**Goal of the exercise**
Once the images are removed, repeat all of the entries exactly.
------------------------------------------------
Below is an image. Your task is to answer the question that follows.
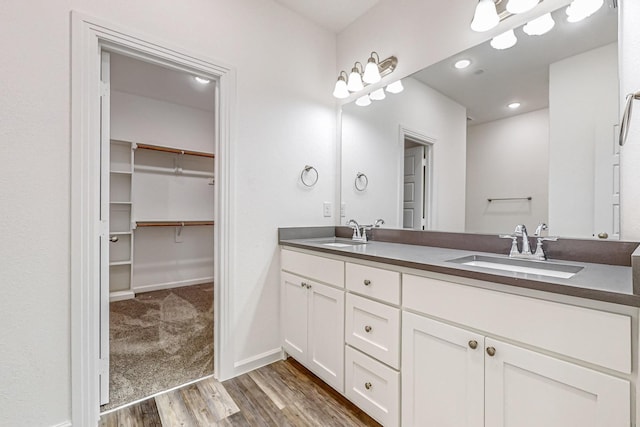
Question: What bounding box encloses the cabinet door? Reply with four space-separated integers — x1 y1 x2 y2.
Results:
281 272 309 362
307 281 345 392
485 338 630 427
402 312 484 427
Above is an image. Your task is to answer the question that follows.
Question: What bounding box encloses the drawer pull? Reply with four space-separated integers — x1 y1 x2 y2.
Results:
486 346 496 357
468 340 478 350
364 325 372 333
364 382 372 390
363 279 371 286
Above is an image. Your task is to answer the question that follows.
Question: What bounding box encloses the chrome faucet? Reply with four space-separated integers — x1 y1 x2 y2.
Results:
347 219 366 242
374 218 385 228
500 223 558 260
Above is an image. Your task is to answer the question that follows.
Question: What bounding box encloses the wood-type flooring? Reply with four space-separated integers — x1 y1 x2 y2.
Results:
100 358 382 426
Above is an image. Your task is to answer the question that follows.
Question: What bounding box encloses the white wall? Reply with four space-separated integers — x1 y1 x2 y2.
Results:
------------------------------------------------
**Output for this task**
Below is an image. Your task is to answer the question that follows.
Question: What bounding box encloses the cabinet door? Reply with four space-separated integers — x1 y1 x2 y2.
Results:
281 272 309 362
307 281 345 392
485 338 630 427
402 312 484 427
Above is an image. Your task is to answer the question that follows.
Question: What bounding box encloses the drawer pull? Reply with four space-separated integers — x1 y1 x2 y2.
Results:
486 346 496 357
468 340 478 350
364 325 372 333
364 382 372 390
363 279 371 286
Above is an image. Your task is to answer the question that follows.
Question: What bounding box encloses the chrome faucet? Reply with four space-separated integers — x1 y1 x2 y2.
Results:
347 219 366 242
374 218 385 228
500 223 558 260
Above is an image. Your task is to answer the question that follows.
Question: What bounding box encloses the wood-type flooring? Reply with four space-separated integers — x1 y1 x2 y2.
Results:
100 358 382 426
Above is an image. Your task is to answer the question that follows.
Question: What bounding box encloses the white wall? Reply with four space-separated integers — x1 y1 x2 y2.
Results:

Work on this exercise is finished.